-------- Bacaan
Epidemiolog WHO Yakin Cacar Monyet tak akan Jadi Pandemi Baru

WHO yakin cacar monyet tidak akan berubah menjadi pandemi.

CDC via AP
Foto yang dipasok CDC pada 1997 menunjukkan salah satu kasus cacar monyet di Republik Demokratik Kongo. Ilmuwan masih belum mengerti penyebab kian banyaknya kasus cacar monyet terdeteksi di Eropa dan Amerika Utara pada 2022. Penyakit ini awalnya banyak ditemukan di Afrika.
Rep: Kamran Dikarma Red: Esthi Maharani

REPUBLIKA.CO.ID, LONDON -- Ahli penyakit menular Organisasi Kesehatan Dunia (WHO) David Heymann mengungkapkan, penemuan puluhan kasus cacar monyet di sejumlah negara yang tidak endemik virus tersebut merupakan hal tak biasa. Kendati demikian, dia yakin, cacar monyet tidak akan berubah menjadi pandemi berikutnya.

“Ini tidak akan menjadi pandemi seperti yang kita ketahui pandemi, tapi tentu saja mungkin penyakit ini telah menyebar di berbagai belahan dunia dan kami baru mulai mengidentifikasinya,” kata Heymann kepada PA News Agency, Ahad (22/5/2022).

Dia pun yakin, cacar monyet tidak menular lewat udara. “Jadi ini bukan infeksi pernapasan seperti SARS-Cov-2 (penyebab Covid-19). Jadi tidak akan menyebar dengan cara yang sama,” ucapnya.

Mantan asisten direktur jenderal WHO untuk keamanan kesehatan dan lingkungan itu menjelaskan, cacar monyet menular melalui kontak dekat. “Jika terjadi kontak dekat, kontak fisik, ada kemungkinan virus menyebar dari lesi pada satu orang ke orang lain dan bisa masuk melalui luka di kulit atau melalui selaput lendir. Virus ini tidak menular dengan mudah. Ini adalah penyakit yang cukup langka yang sekarang menjadi lebih umum,” kata Heymann.

Menurut dia, ada dua jenis virus. Pertama virus di Afrika Tengah yang sangat mematikan. Ia memiliki 10 persen kematian dan menyebabkan penyakit yang terlihat seperti cacar. “Untungnya, penyakit itu belum menyebar ke luar Afrika, dan semoga saja tidak. Karena orang-orang sangat sakit dan mereka tidak bepergian,” ucapnya.

Baca juga : Cara Lindungi Diri Terhindar dari Cacar Monyet

Sementara kasus cacar monyet yang ditemukan di Eropa dan Amerika Utara adalah jenis virus strain Afrika Barat. Sifatnya lebih moderat. Jika terinfeksi, individu terkait akan mengalami ruam kulit, mungkin satu atau dua lesi pada kulit, demam, nyeri otot, dan pembengkakan kelenjar getah bening.

“Tapi virus ini tidak fatal dalam banyak kasus. Ia bisa berakibat fatal pada kurang dari satu persen orang,” kata Heymann menjelaskan.
----------------
-------- Data Catatan
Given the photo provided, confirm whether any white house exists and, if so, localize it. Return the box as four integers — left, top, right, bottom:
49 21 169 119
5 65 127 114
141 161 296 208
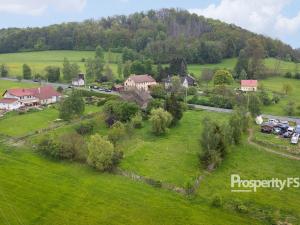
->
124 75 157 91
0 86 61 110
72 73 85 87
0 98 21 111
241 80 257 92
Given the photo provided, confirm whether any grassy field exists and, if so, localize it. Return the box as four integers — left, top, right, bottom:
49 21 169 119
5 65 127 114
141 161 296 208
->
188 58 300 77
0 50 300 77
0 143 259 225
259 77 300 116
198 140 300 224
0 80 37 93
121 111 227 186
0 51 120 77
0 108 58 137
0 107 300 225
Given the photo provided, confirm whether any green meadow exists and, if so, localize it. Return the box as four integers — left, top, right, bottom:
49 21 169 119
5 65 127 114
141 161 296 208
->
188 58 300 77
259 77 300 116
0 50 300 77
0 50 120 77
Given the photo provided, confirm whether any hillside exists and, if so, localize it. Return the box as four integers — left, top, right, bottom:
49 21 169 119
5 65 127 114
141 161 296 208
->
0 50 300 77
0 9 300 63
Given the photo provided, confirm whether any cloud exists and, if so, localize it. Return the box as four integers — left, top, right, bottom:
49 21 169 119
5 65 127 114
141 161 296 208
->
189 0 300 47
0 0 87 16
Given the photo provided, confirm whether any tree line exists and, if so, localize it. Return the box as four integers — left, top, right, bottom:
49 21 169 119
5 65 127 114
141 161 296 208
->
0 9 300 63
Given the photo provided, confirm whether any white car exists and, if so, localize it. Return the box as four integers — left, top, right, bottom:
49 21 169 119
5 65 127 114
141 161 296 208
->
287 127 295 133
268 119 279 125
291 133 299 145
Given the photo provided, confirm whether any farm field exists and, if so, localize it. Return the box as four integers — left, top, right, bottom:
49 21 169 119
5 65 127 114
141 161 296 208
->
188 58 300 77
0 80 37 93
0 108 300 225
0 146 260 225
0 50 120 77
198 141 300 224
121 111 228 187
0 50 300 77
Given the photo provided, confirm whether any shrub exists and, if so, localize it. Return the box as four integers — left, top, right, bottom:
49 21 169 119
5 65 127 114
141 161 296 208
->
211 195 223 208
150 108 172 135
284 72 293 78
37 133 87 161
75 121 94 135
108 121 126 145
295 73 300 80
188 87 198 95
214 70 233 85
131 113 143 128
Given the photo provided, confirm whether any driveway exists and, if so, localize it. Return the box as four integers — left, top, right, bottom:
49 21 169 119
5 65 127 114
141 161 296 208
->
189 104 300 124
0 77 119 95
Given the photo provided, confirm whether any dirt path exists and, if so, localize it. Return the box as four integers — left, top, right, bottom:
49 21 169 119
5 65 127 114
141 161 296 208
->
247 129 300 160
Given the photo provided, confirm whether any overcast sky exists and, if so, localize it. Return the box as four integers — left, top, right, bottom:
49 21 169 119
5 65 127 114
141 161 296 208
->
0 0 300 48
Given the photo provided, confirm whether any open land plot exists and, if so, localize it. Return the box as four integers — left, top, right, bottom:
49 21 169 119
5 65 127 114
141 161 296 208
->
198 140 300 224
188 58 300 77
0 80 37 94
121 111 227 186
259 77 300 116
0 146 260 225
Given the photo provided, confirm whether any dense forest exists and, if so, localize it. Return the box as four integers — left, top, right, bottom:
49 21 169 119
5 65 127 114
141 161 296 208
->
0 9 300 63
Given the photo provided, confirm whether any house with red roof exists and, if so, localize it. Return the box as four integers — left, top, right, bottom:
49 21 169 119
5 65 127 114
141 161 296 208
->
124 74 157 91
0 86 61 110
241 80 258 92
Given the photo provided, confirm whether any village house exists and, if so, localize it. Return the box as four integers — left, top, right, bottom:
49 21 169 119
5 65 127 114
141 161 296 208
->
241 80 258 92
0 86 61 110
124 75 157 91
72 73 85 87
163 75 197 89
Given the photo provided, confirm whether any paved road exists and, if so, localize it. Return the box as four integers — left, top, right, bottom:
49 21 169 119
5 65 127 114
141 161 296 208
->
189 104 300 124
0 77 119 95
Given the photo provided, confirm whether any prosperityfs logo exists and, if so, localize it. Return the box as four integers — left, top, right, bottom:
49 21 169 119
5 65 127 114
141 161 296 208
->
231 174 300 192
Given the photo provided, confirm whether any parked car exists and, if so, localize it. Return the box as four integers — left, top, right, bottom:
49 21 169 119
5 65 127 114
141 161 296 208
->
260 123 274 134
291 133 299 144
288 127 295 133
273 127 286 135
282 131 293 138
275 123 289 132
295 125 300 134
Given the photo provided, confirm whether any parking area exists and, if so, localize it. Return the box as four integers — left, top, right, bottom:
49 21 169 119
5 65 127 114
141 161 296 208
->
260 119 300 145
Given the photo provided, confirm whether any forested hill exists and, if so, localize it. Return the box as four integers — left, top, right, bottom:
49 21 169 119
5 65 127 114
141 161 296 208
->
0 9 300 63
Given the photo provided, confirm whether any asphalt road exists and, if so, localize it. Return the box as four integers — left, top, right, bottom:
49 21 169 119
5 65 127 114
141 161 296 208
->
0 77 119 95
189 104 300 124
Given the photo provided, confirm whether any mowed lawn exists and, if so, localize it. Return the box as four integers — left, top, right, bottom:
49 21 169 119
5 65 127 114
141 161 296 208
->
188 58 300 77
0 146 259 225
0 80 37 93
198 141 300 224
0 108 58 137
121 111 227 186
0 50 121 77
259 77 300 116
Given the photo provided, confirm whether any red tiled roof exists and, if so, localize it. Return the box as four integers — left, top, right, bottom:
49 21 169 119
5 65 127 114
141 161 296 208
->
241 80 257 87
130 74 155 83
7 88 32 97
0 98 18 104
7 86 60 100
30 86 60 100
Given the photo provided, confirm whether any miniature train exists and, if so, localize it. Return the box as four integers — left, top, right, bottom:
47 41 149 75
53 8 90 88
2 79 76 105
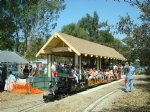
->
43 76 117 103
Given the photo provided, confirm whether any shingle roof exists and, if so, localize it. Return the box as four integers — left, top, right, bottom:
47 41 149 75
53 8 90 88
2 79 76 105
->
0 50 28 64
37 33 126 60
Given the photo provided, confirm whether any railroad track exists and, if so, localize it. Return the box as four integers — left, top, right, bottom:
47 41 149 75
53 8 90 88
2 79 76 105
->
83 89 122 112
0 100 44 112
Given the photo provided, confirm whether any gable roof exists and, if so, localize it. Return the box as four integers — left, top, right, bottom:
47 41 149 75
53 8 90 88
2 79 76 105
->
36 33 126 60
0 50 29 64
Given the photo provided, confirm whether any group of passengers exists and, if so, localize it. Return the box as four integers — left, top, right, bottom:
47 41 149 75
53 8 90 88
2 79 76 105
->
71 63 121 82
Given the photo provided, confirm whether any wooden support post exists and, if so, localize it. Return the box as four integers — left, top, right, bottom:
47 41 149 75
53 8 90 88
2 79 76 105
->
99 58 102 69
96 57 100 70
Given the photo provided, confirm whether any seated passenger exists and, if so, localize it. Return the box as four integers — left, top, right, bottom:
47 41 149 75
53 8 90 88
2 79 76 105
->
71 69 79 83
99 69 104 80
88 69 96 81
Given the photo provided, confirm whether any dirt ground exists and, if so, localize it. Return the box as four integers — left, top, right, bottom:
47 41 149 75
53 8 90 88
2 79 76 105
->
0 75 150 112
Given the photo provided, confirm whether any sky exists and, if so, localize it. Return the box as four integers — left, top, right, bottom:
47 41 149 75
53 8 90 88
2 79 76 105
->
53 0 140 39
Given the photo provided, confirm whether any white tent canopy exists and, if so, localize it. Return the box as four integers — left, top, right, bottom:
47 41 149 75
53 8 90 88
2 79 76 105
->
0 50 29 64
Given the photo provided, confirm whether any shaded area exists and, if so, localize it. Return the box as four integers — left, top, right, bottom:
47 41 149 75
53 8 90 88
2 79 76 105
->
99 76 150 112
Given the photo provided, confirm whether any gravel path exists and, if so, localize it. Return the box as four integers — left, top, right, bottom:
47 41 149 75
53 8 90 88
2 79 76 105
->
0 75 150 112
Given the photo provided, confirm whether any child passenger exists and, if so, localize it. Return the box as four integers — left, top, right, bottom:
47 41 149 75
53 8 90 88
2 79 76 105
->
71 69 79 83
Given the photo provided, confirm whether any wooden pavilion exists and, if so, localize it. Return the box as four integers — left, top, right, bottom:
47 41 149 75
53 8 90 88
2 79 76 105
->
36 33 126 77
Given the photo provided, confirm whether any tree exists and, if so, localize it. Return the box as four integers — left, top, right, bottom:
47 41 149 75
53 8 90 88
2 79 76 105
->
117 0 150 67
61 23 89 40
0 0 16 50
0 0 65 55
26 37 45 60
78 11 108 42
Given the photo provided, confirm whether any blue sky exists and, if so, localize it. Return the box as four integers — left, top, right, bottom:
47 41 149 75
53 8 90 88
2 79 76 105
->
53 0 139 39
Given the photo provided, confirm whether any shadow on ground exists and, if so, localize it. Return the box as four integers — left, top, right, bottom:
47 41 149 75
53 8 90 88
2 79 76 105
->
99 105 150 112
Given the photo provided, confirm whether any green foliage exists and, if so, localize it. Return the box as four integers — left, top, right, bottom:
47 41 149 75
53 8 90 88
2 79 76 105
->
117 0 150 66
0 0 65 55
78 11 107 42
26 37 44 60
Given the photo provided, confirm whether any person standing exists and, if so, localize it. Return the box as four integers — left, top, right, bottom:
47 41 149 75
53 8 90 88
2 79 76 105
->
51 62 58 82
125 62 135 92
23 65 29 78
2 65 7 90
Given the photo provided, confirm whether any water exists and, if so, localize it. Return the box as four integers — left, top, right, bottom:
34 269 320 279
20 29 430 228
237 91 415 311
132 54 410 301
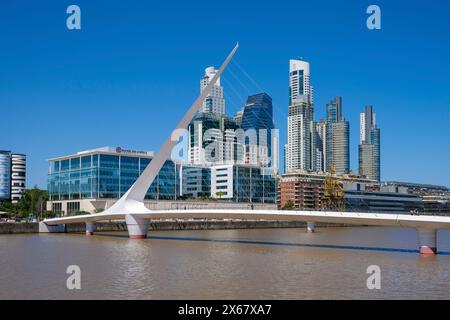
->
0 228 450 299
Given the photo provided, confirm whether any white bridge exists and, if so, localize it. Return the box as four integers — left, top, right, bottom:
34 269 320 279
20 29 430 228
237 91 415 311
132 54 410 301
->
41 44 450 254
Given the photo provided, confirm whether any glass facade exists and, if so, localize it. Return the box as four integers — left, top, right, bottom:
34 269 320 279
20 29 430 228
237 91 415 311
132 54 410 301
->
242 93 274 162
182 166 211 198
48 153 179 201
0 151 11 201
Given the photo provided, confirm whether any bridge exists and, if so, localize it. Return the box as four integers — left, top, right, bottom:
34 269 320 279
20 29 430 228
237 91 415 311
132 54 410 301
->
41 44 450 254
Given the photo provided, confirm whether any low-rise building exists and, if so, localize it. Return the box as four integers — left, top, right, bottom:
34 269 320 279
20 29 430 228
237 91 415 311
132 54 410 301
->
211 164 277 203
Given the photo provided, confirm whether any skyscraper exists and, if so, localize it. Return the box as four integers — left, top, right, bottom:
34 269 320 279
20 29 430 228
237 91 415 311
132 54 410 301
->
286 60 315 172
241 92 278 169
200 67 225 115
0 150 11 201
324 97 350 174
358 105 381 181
----------------
-------- Data Catatan
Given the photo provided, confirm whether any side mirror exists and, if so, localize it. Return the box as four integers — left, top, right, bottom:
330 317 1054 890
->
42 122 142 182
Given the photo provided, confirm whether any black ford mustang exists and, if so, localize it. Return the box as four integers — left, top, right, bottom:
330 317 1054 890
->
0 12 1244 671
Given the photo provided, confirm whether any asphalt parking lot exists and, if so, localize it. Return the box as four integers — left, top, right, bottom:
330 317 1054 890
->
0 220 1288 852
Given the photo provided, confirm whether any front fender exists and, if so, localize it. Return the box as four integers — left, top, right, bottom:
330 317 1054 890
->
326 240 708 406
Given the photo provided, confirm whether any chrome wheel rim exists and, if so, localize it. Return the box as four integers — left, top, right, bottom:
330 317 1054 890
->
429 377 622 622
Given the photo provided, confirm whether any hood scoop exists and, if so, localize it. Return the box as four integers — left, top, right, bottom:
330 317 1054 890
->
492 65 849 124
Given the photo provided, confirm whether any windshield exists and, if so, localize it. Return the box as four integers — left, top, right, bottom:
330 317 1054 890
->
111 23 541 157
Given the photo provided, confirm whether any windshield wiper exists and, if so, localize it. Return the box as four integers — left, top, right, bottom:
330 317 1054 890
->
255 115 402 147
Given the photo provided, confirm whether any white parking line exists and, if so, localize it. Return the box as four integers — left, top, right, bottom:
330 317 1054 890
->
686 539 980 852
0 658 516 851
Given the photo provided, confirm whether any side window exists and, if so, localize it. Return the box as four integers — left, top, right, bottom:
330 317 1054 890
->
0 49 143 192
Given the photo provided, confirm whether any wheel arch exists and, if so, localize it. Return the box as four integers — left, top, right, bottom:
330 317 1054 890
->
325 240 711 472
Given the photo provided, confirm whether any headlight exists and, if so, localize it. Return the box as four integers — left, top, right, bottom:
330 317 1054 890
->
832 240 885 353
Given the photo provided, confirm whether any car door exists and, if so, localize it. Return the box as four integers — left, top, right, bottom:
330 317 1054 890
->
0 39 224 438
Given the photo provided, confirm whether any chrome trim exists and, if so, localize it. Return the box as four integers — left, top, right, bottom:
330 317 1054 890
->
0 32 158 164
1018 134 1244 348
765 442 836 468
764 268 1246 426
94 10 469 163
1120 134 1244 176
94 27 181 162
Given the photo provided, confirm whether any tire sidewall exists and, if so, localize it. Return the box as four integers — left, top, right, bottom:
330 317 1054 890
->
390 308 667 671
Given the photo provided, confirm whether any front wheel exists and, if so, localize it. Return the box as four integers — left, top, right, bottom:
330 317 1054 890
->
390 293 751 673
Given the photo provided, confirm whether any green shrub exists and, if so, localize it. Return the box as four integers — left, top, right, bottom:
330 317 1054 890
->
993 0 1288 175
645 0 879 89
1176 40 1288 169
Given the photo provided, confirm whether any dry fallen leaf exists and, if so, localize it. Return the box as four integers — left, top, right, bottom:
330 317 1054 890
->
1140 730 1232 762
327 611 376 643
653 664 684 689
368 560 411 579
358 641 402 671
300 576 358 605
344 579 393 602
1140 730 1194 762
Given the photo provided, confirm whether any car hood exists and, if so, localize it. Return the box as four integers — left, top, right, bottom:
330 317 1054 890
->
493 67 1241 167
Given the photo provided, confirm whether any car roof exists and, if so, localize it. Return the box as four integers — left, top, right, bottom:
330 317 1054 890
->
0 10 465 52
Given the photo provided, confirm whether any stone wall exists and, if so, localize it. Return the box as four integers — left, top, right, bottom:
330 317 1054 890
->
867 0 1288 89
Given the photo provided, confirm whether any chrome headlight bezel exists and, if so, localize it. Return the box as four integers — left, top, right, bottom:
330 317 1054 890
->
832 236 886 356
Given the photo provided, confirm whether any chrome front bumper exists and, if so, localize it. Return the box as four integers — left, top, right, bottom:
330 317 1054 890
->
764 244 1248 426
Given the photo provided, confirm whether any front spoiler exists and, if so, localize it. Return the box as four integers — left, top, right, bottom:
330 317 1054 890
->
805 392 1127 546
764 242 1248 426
----------------
--- Perintah Tugas ---
Terjemahkan kalimat "Penyakit ini awalnya banyak ditemukan di Afrika." dari bacaan tentang cacar monyet ke dalam bahasa Inggris.

--- Hasil Latihan ---
This disease was initially found mostly in Africa.